STATED GOAL>
Gather each line of the entries below that contains the word "house", and copy those lines without changes.

Start of SUPPLIED DATA

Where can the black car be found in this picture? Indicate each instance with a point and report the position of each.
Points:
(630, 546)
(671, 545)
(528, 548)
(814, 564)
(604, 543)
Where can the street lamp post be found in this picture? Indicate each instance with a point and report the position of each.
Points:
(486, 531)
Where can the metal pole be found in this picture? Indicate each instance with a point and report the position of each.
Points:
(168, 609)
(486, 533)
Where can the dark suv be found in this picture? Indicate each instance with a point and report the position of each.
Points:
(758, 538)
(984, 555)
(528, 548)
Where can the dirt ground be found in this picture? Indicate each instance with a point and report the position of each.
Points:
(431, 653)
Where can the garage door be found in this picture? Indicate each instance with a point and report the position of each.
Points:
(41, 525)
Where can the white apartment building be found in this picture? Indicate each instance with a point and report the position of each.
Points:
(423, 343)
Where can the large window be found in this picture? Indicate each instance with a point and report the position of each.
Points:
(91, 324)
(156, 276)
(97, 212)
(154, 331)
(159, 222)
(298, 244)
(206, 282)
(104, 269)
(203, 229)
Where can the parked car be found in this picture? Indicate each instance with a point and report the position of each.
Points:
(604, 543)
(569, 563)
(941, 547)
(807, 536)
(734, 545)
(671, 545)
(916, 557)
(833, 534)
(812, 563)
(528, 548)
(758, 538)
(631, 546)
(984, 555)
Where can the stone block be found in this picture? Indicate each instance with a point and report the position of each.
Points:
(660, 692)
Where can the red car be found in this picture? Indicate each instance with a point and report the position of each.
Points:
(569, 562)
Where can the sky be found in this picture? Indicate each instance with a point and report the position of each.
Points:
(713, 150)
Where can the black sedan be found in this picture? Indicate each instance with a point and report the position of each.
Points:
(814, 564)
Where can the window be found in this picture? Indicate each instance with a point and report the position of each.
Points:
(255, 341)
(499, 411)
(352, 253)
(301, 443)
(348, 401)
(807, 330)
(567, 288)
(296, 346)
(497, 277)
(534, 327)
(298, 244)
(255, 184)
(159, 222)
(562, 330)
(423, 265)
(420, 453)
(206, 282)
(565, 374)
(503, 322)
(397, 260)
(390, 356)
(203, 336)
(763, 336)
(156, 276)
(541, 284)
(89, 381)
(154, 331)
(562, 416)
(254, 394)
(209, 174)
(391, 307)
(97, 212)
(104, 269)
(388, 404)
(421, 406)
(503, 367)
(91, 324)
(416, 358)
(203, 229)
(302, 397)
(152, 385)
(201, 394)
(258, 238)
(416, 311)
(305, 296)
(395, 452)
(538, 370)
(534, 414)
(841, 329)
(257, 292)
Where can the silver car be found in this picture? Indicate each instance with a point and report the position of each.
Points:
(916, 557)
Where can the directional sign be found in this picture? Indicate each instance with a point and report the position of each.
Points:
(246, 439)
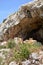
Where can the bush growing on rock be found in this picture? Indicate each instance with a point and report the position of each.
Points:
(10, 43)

End of SUPPLIED DATA
Start of SUPPLIED DATA

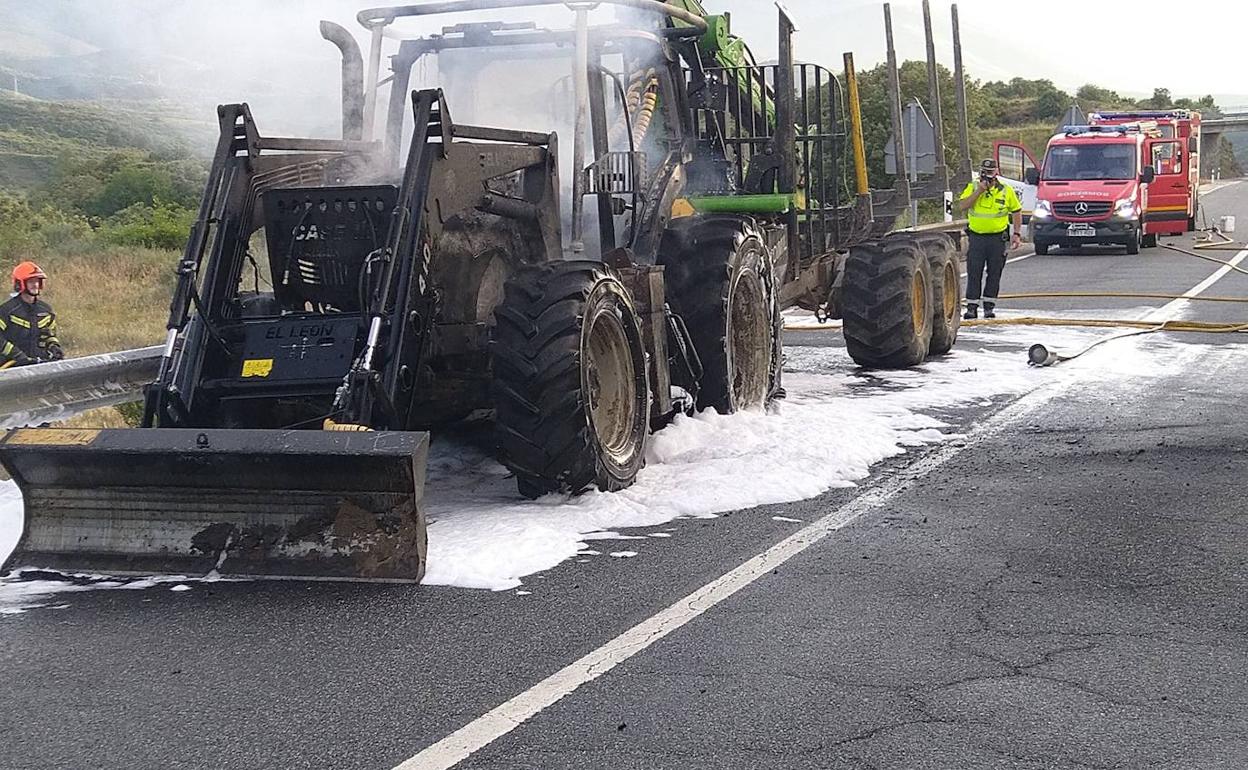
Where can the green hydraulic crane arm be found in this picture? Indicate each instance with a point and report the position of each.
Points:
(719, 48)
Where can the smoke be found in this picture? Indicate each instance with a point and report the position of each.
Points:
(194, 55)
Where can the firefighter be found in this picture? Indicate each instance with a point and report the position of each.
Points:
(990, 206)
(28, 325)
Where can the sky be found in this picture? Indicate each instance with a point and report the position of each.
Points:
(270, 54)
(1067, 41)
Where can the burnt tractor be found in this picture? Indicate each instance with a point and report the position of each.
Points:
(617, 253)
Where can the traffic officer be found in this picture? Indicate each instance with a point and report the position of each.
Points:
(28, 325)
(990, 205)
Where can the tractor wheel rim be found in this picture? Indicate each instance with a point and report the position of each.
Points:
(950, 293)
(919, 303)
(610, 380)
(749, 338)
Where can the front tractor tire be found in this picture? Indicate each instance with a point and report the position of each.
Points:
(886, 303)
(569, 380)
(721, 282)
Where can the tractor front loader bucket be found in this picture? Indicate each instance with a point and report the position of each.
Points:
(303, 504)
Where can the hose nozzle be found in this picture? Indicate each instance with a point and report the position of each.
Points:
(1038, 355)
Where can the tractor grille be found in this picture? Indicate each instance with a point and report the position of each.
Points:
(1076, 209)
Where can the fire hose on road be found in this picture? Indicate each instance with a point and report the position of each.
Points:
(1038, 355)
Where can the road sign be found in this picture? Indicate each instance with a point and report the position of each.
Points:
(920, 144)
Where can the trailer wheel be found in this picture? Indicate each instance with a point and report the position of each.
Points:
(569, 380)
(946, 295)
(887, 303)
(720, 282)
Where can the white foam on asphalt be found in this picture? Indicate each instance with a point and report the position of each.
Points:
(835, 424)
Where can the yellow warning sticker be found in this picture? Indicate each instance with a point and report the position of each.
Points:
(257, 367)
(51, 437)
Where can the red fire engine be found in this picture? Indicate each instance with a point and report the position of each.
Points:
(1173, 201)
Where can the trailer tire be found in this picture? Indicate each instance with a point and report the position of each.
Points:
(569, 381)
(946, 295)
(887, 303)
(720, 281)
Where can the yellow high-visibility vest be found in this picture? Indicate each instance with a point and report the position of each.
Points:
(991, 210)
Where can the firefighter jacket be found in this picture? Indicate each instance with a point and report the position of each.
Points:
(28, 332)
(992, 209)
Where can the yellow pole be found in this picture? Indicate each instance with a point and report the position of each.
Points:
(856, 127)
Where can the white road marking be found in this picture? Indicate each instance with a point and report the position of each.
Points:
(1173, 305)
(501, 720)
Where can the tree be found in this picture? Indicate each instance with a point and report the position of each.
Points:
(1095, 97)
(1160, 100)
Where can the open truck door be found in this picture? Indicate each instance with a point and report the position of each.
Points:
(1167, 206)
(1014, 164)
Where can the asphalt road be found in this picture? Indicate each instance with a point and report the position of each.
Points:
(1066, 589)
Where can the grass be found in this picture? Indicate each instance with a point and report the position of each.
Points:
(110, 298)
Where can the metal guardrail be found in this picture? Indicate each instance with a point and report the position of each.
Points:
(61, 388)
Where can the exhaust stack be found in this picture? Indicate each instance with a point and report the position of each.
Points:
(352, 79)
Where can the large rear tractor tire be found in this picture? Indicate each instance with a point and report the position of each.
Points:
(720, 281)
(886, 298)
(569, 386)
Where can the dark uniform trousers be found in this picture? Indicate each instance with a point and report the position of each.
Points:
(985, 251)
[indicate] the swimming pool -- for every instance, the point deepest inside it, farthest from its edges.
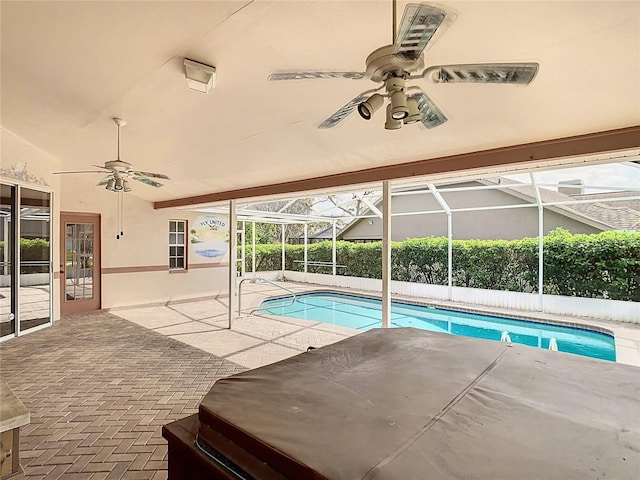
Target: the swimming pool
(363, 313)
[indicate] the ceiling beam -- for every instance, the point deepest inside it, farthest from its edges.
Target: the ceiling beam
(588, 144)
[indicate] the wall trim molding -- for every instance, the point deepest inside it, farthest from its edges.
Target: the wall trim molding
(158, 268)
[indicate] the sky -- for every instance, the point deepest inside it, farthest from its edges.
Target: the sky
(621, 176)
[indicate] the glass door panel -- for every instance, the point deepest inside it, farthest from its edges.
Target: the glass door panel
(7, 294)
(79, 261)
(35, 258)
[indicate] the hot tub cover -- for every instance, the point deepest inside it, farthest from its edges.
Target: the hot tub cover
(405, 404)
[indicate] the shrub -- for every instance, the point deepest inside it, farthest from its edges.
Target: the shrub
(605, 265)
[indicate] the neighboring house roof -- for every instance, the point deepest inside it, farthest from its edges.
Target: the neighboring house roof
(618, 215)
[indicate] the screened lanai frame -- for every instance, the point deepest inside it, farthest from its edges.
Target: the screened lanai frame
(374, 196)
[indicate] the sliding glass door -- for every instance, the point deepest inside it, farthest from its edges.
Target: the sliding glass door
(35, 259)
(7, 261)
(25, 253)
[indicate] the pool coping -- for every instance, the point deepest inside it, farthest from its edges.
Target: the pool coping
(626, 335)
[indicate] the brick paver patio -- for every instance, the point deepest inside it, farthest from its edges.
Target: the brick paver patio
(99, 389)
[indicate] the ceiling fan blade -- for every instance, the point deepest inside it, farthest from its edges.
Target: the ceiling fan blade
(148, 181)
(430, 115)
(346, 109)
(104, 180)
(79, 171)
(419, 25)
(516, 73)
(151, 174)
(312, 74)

End of SUPPLIED DATA
Start of SUPPLIED DATA

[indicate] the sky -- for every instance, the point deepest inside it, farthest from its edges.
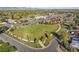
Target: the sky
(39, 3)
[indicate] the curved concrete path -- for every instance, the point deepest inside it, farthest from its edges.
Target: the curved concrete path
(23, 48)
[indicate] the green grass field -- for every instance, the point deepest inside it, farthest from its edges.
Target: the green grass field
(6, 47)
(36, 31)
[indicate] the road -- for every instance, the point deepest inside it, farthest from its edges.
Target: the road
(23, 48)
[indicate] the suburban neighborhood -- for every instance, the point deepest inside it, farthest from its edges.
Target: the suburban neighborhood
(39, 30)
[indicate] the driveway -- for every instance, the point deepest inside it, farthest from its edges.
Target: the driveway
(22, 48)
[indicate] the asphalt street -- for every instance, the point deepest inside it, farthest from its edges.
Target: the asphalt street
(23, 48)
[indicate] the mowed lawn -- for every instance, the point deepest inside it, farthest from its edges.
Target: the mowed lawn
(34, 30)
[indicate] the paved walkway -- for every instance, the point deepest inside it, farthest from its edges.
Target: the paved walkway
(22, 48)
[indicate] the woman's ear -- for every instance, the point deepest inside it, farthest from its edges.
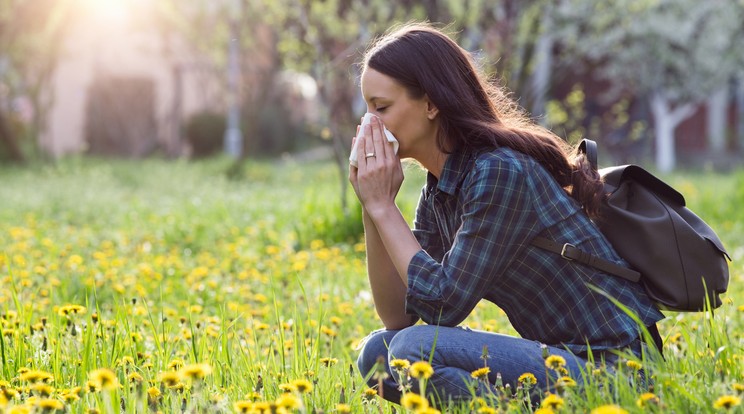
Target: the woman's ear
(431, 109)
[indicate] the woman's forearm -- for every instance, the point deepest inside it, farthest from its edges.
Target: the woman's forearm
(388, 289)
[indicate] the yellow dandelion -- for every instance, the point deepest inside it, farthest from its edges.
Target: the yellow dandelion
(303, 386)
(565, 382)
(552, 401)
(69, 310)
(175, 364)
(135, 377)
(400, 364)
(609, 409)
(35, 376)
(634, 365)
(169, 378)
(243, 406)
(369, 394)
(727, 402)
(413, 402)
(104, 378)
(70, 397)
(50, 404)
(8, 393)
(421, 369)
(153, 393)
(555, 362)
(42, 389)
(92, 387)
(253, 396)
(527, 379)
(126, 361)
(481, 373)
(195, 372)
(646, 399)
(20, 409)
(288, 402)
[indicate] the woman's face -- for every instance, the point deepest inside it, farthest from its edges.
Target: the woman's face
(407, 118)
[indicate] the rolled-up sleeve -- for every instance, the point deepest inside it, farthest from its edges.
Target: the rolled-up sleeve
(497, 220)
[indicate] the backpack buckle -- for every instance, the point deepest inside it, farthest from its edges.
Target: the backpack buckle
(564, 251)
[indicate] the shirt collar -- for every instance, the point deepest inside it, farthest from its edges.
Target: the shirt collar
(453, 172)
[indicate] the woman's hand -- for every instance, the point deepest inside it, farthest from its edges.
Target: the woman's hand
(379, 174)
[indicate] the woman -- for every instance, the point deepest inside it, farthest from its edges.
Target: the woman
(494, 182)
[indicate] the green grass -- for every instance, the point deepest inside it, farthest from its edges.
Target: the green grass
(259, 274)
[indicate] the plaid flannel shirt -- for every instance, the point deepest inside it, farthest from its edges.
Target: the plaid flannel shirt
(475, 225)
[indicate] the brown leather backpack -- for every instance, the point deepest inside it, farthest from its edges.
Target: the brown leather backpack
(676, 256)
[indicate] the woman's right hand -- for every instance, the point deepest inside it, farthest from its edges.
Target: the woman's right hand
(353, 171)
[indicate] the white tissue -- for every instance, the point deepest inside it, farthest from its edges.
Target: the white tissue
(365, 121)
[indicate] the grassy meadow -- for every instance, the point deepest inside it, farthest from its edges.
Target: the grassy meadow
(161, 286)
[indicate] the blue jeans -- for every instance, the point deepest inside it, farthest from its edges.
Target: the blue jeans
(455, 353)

End of SUPPLIED DATA

FULL SOLUTION>
[indicate] the neighboring house roof -- for every instance, the point deepest inside it, farthest from its edges.
Target: the neighboring house roof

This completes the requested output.